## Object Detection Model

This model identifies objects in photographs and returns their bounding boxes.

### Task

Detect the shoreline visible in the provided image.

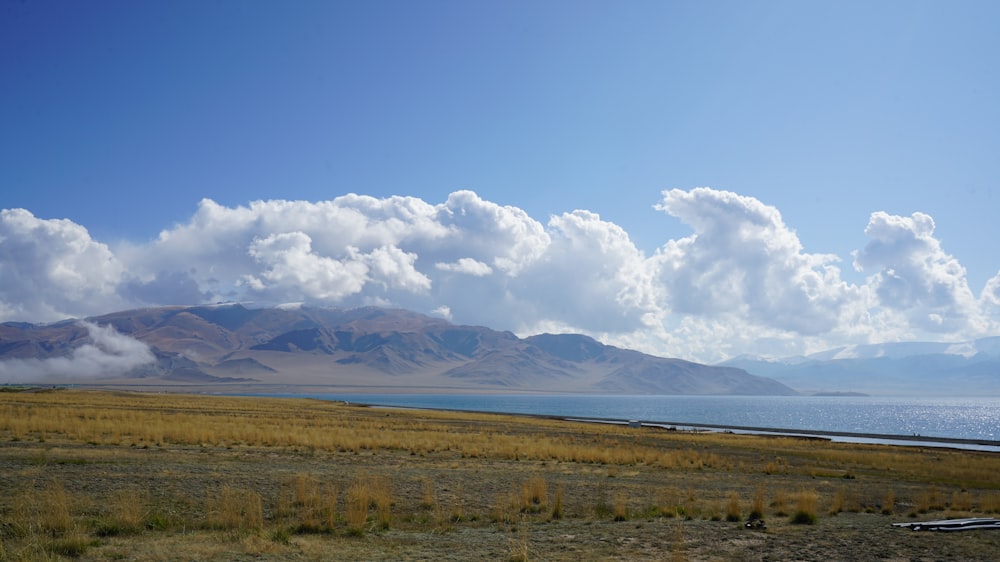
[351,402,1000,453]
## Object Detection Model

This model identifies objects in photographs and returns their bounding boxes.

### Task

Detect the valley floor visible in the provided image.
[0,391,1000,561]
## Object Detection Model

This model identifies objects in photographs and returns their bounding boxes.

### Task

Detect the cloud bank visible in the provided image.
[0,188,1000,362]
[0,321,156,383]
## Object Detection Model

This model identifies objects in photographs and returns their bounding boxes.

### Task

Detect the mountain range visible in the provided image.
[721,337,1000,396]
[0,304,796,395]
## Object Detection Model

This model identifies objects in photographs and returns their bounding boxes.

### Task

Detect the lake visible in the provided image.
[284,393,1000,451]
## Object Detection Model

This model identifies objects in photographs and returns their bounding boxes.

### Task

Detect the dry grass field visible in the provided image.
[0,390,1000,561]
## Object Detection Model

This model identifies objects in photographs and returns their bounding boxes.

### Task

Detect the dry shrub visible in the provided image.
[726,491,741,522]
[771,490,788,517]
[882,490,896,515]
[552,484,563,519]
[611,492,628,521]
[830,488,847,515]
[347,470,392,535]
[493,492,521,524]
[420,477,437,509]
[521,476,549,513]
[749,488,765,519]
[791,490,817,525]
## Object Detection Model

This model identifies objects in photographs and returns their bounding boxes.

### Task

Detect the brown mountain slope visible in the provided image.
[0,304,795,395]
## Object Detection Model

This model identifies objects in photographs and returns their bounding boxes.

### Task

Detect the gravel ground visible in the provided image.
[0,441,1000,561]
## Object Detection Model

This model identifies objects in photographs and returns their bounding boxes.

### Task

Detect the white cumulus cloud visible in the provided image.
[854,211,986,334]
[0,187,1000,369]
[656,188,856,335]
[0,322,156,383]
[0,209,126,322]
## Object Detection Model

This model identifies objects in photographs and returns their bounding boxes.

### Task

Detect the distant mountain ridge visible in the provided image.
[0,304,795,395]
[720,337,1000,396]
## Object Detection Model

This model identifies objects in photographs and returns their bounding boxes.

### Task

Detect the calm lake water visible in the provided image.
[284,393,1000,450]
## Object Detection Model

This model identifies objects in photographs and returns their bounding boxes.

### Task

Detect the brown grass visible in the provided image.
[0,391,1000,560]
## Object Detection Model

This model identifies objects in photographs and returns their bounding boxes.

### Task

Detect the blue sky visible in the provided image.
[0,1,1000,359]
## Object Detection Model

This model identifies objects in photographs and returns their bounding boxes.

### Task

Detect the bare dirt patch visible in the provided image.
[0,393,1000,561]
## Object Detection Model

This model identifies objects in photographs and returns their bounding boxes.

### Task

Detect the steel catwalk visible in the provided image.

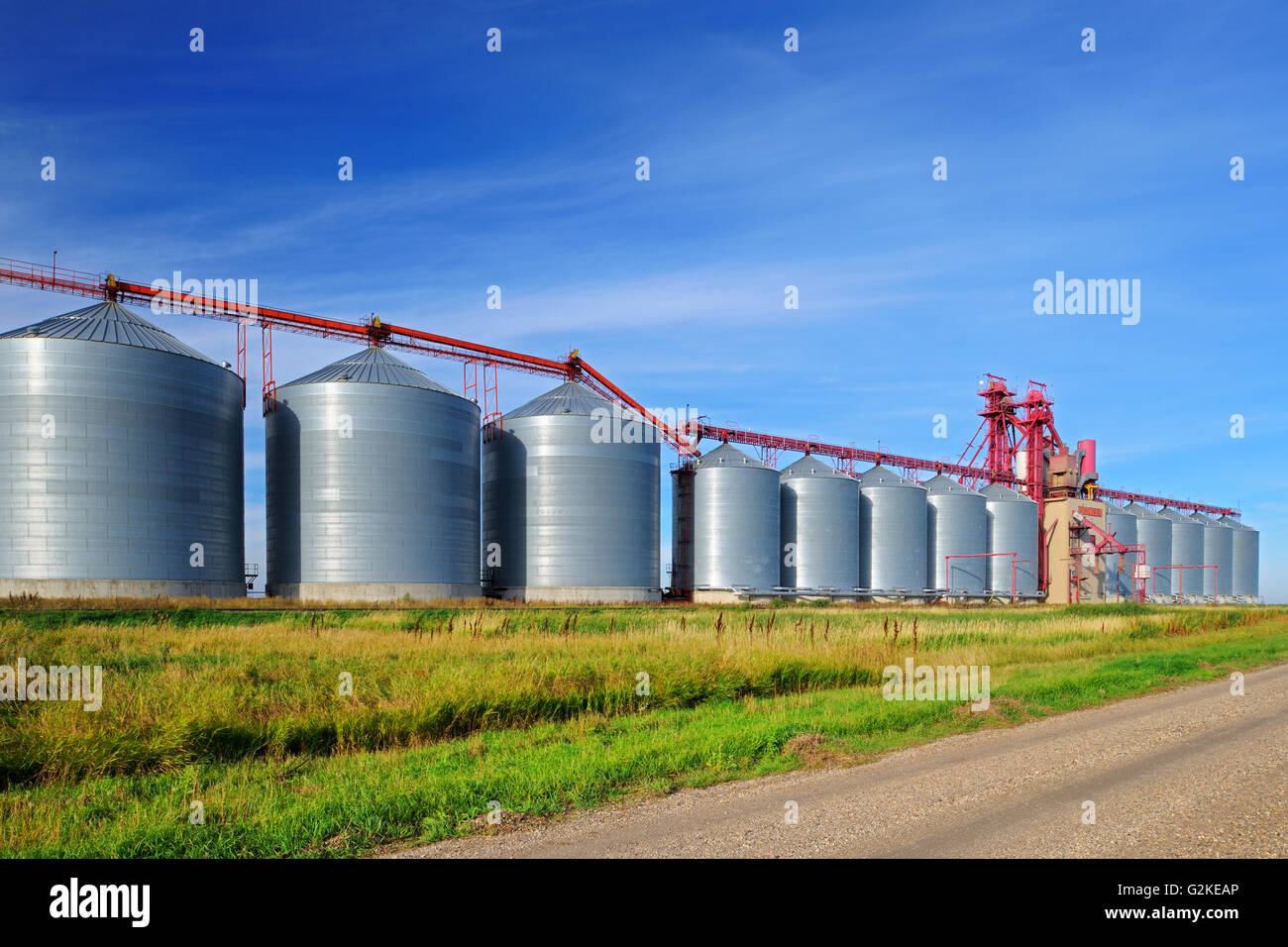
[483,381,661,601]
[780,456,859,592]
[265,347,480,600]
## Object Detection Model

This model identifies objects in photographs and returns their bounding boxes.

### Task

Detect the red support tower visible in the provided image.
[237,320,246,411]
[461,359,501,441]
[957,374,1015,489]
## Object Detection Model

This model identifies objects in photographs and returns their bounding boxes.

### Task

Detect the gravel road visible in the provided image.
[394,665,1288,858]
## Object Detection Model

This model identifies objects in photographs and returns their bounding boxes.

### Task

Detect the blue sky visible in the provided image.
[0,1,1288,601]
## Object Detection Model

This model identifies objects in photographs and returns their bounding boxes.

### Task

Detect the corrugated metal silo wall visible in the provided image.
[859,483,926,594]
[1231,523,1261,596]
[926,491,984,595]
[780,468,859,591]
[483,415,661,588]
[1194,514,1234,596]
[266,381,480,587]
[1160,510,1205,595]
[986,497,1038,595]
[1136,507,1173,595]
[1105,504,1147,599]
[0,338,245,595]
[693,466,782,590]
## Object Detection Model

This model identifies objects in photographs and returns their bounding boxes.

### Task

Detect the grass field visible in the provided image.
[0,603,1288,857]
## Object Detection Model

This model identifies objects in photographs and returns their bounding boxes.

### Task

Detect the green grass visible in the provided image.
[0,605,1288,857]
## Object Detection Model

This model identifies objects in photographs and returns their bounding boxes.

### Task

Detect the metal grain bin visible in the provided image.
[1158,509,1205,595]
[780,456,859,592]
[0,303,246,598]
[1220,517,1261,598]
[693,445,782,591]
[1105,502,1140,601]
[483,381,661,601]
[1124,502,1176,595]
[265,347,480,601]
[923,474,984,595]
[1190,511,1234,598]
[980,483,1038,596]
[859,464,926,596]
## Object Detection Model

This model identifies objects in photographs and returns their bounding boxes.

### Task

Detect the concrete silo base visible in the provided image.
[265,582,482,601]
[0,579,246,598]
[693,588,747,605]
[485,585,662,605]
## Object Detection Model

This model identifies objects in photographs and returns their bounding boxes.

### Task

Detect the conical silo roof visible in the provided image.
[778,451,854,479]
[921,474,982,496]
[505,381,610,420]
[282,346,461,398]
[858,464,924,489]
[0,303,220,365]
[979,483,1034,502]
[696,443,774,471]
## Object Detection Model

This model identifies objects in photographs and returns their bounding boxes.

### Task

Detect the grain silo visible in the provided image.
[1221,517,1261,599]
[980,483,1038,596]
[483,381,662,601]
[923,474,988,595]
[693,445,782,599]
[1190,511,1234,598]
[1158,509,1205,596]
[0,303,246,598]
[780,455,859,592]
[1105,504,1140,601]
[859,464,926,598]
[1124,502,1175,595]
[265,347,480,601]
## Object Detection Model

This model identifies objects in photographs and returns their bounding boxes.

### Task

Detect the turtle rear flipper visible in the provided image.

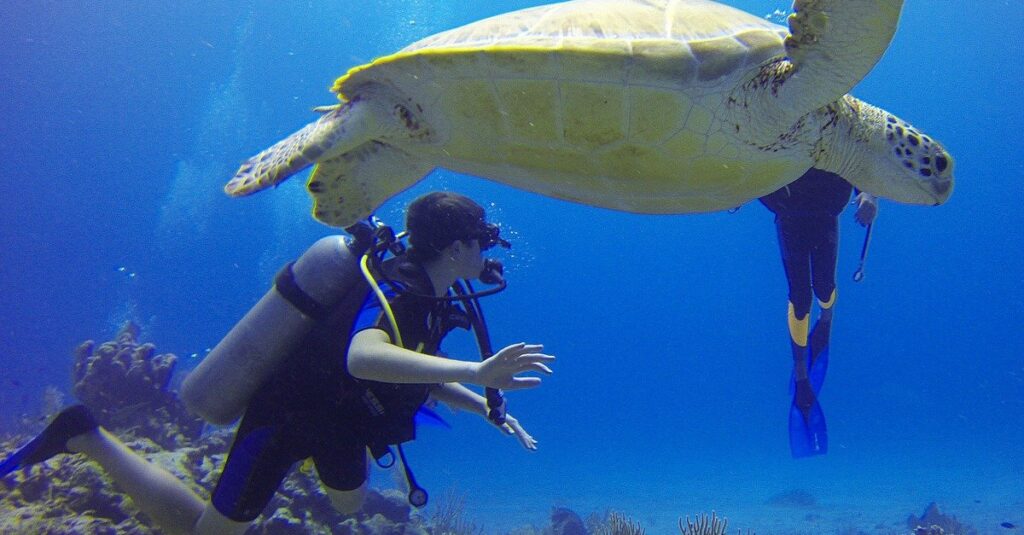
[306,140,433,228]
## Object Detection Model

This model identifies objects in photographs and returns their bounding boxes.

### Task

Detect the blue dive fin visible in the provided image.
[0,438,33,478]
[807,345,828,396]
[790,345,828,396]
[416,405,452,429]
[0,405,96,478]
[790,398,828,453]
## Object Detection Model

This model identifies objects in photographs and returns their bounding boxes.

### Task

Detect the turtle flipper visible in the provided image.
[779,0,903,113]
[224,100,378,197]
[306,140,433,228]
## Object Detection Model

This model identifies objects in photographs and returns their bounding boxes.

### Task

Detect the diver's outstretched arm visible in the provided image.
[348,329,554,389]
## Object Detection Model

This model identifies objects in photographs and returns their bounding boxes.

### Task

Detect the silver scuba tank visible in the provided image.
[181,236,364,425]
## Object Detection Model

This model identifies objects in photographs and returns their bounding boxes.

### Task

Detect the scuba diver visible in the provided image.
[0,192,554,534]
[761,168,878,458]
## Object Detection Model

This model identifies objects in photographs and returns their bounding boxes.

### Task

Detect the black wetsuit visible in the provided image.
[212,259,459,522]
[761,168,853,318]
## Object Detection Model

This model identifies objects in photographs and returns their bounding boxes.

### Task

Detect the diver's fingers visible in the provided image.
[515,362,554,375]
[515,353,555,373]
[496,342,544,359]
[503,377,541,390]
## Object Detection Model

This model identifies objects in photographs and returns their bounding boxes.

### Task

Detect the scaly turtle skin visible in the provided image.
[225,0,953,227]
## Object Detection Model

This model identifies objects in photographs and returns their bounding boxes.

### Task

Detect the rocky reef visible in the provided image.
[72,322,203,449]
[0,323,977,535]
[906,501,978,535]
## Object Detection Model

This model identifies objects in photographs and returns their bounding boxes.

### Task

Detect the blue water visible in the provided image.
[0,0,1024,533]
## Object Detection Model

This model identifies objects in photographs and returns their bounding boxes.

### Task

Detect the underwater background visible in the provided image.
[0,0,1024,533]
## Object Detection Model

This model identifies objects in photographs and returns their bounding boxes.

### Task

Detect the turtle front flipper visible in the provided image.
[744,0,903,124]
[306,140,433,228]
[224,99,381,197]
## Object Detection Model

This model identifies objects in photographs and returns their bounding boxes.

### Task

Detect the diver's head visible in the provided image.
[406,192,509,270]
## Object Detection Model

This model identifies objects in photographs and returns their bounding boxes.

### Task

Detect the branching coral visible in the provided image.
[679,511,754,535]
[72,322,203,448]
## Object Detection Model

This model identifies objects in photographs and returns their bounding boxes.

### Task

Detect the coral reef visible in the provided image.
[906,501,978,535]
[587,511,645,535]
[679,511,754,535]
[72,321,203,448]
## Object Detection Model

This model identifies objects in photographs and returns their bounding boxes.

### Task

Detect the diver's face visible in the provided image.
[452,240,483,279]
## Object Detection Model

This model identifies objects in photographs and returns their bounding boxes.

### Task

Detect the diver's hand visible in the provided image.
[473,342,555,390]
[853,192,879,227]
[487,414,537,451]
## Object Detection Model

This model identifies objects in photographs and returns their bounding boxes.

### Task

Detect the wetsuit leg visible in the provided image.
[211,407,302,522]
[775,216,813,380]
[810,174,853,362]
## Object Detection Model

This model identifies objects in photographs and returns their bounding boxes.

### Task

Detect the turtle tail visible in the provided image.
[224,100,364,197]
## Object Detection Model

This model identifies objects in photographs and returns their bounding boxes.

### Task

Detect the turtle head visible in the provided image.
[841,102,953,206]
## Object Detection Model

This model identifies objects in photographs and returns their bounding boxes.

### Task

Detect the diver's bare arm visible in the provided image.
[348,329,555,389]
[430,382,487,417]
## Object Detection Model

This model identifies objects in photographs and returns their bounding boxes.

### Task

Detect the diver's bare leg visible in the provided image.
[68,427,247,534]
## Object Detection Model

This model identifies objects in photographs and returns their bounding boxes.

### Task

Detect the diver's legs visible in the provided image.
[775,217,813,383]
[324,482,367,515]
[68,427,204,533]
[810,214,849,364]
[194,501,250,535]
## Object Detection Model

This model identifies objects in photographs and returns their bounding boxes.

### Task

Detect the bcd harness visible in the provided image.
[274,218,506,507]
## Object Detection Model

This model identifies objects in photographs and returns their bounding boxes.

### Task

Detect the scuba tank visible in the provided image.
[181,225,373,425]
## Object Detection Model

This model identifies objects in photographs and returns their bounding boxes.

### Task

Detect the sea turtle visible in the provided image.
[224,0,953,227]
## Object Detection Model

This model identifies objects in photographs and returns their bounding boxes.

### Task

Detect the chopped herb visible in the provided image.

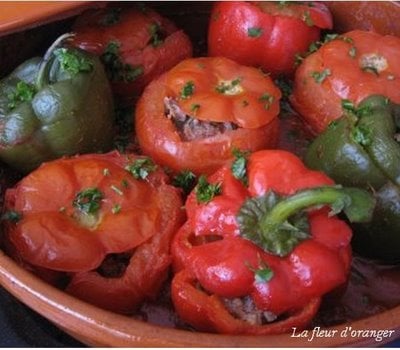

|---|

Please reproduce the material from its very first line through the line that contains "[0,391,1000,561]", including both ends, and omit the pictures.

[Output of the exercise]
## Object Detection Model

This model identifies objects in photographs and returns their bounding boxes.

### Task

Detect the shoreline visible in the provided image.

[351,402,1000,453]
## Object Detection Model

This model identifies objects in photographs and returns their bounding boxes.

### Task

Detect the valley floor visible in the provided image.
[0,391,1000,561]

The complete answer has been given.